▸ 課題 1
光電変換素子に関する文章にある「本発明の化合物は、p型の有機半導体として用いることが好ましい。」という一文を英語に訳してください。
▸ 課題 2
光電変換素子に関する文章のうち、「本発明の素子としては、活性層」から「む1層以上の活性層を有する。」までの部分を、一字一句違えずに打ち直してください。

▸ 提示文章
____________________

本発明の素子としては、活性層の少なくとも一層が、本発明の化合物のみからなる層である素子があげられる。
本発明の素子としては、光電変換素子、有機薄膜トランジスタ(素子)、有機エレクトロルミネッセンス素子(有機EL素子)があげられる。
【0095】
本発明の素子は、第1の電極と第2の電極とを有し、該第1の電極と該第2の電極との間に活性層を有する素子の製造方法であって、該第1の電極上に本発明の化合物と溶媒とを含む溶液を塗布法により塗布して活性層を形成する工程、該活性層上に第2の電極を形成する工程を有する製造方法により、製造できる。
【0096】
<光電変換素子>
本発明の光電変換素子は、少なくとも一方が透明又は半透明である一対の電極間に、本発明の化合物を含む1層以上の活性層を有する。
本発明の光電変換素子の好ましい形態としては、少なくとも一方が透明又は半透明である一対の電極と、p型の有機半導体とn型の有機半導体との有機組成物から形成される活性層を有する。本発明の化合物は、p型の有機半導体として用いることが好ましい。この形態の光電変換素子の動作機構を説明する。透明又は半透明の電極から入射した光エネルギーがフラーレン誘導体等の電子受容性化合物(n型の有機半導体)及び/又は本発明の化合物等の電子供与性化合物(p型の有機半導体)で吸収され、電子とホールが結合した励起子を生成する。生成した励起子が移動して、電子受容性化合物と電子供与性化合物が隣接しているヘテロ接合界面に達すると、界面でのそれぞれのHOMOエネルギー及びLUMOエネルギーの違いにより電子とホールが分離し、独立に動くことができる電荷(電子とホール)が発生する。発生した電荷は、それぞれ電極へ移動することにより外部へ電気エネルギー(電流)として取り出すことができる。

____________________

▸ 提供一覧
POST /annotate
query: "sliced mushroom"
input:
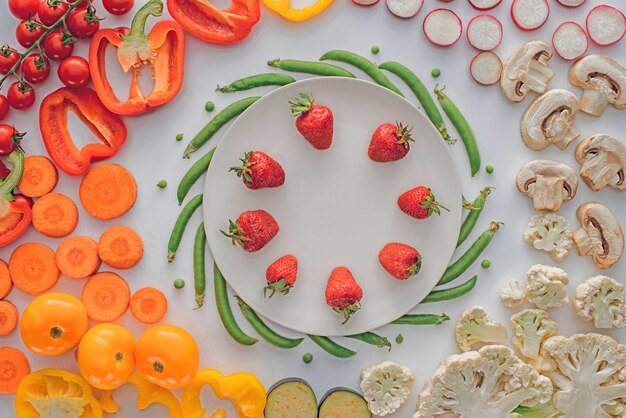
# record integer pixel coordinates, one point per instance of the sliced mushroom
(548, 182)
(550, 120)
(527, 70)
(603, 160)
(601, 235)
(603, 80)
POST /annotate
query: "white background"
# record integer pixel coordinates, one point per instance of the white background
(151, 153)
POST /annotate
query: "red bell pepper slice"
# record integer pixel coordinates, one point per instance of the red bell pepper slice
(84, 102)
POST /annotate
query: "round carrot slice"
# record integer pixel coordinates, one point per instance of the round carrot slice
(77, 257)
(33, 268)
(106, 296)
(108, 191)
(55, 215)
(120, 247)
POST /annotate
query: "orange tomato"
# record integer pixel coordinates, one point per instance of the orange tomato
(106, 356)
(53, 324)
(167, 356)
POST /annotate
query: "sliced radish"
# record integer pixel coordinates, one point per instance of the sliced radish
(530, 14)
(570, 41)
(484, 32)
(606, 25)
(486, 68)
(405, 8)
(442, 27)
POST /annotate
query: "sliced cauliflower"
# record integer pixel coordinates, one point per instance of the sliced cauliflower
(551, 233)
(545, 286)
(491, 382)
(474, 326)
(602, 300)
(530, 328)
(386, 386)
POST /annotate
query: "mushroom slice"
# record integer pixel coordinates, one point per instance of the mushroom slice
(601, 235)
(527, 70)
(548, 182)
(550, 120)
(603, 80)
(603, 160)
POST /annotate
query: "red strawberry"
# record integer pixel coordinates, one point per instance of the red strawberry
(400, 260)
(314, 122)
(343, 293)
(258, 170)
(390, 142)
(253, 230)
(420, 203)
(281, 275)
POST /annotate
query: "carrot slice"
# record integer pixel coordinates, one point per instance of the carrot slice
(77, 257)
(120, 247)
(148, 305)
(33, 268)
(14, 367)
(55, 215)
(108, 191)
(106, 296)
(39, 178)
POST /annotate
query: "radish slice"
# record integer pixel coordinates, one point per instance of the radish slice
(484, 32)
(442, 27)
(529, 14)
(486, 68)
(606, 25)
(570, 41)
(405, 8)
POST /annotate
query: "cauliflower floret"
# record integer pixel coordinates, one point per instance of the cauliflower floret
(474, 326)
(489, 382)
(530, 328)
(386, 387)
(602, 300)
(551, 233)
(545, 286)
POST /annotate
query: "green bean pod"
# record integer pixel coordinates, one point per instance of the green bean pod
(363, 64)
(264, 331)
(225, 312)
(422, 94)
(462, 127)
(222, 118)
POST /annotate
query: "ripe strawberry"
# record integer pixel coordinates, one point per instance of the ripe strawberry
(258, 170)
(400, 260)
(281, 275)
(314, 122)
(343, 293)
(390, 142)
(253, 230)
(420, 203)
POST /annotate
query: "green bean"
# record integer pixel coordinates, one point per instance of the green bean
(476, 208)
(422, 94)
(226, 313)
(451, 293)
(197, 170)
(462, 127)
(310, 67)
(259, 80)
(332, 347)
(363, 64)
(179, 227)
(263, 330)
(222, 118)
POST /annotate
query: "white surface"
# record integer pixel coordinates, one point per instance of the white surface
(151, 153)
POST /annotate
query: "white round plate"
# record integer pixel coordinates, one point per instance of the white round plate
(336, 208)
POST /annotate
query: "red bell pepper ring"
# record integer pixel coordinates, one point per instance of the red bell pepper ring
(163, 50)
(84, 102)
(212, 24)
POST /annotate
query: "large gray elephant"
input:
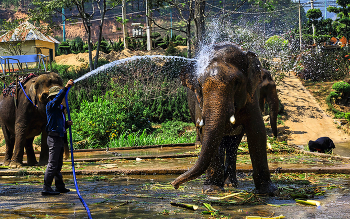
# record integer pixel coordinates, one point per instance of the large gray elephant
(226, 105)
(22, 118)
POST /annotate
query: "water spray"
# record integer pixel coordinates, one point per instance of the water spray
(97, 71)
(72, 158)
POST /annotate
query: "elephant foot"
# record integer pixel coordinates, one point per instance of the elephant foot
(42, 163)
(267, 189)
(15, 164)
(6, 163)
(32, 163)
(207, 189)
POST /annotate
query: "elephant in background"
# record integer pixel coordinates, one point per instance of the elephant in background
(268, 93)
(23, 120)
(227, 106)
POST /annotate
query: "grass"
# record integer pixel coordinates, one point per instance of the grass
(173, 132)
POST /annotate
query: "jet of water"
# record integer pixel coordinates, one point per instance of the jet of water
(107, 67)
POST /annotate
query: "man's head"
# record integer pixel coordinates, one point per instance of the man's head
(53, 91)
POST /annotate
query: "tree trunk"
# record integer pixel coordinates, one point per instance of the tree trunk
(99, 42)
(90, 47)
(188, 33)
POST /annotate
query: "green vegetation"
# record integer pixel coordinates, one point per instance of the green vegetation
(121, 107)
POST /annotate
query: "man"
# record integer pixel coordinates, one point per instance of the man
(56, 128)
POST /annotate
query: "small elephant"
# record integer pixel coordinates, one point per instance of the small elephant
(22, 119)
(268, 93)
(322, 145)
(226, 105)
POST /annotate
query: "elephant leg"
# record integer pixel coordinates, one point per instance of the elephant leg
(272, 99)
(231, 159)
(10, 142)
(44, 153)
(215, 172)
(31, 160)
(256, 135)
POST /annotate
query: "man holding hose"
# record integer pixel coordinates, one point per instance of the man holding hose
(56, 128)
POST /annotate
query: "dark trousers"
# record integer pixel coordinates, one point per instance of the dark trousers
(54, 166)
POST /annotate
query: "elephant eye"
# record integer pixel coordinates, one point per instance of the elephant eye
(44, 95)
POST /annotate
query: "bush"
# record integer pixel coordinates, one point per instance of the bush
(334, 95)
(323, 66)
(341, 87)
(126, 99)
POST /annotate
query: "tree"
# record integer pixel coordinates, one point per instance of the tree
(185, 12)
(342, 22)
(86, 10)
(313, 15)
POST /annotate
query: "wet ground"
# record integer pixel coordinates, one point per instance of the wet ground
(118, 194)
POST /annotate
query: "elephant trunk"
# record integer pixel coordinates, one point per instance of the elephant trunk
(212, 136)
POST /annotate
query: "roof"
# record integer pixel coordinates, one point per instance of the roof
(26, 31)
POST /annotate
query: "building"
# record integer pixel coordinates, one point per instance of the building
(30, 39)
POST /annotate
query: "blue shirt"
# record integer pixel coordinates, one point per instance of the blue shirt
(55, 116)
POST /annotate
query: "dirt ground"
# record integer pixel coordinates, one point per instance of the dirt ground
(305, 118)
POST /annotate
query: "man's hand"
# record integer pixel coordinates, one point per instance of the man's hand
(70, 83)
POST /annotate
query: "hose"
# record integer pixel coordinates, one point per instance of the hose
(72, 158)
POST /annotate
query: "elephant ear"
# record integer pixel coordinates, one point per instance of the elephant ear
(254, 73)
(33, 91)
(189, 79)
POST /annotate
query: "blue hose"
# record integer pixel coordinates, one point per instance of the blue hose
(73, 168)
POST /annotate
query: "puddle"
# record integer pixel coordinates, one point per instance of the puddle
(161, 151)
(150, 197)
(342, 149)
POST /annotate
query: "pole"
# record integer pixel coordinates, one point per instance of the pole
(124, 24)
(148, 31)
(313, 25)
(300, 25)
(64, 25)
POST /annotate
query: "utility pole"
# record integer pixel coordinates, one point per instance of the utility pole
(64, 25)
(300, 25)
(313, 25)
(124, 24)
(148, 31)
(171, 23)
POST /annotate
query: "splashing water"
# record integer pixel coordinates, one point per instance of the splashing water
(107, 67)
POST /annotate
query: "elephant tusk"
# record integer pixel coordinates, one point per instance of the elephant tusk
(233, 119)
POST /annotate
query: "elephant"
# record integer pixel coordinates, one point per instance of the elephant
(224, 105)
(267, 92)
(23, 116)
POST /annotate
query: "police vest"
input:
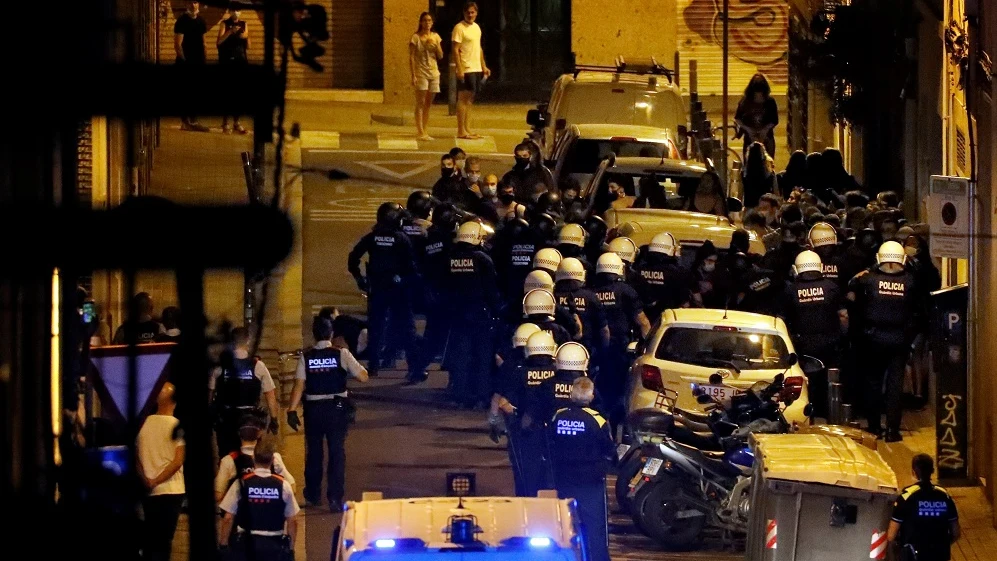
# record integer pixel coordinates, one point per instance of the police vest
(238, 385)
(324, 373)
(261, 506)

____________________

▸ 出力 1
The compound of the present invention is preferably used as a p-type organic semiconductor.

▸ 出力 2
本発明の素子としては、活性層の少なくとも一層が、本発明の化合物のみからなる層である素子があげられる。
本発明の素子としては、光電変換素子、有機薄膜トランジスタ(素子)、有機エレクトロルミネッセンス素子(有機EL素子)があげられる。
【0095】
本発明の素子は、第1の電極と第2の電極とを有し、該第1の電極と該第2の電極との間に活性層を有する素子の製造方法であって、該第1の電極上に本発明の化合物と溶媒とを含む溶液を塗布法により塗布して活性層を形成する工程、該活性層上に第2の電極を形成する工程を有する製造方法により、製造できる。
【0096】
<光電変換素子>
本発明の光電変換素子は、少なくとも一方が透明又は半透明である一対の電極間に、本発明の化合物を含む1層以上の活性層を有する。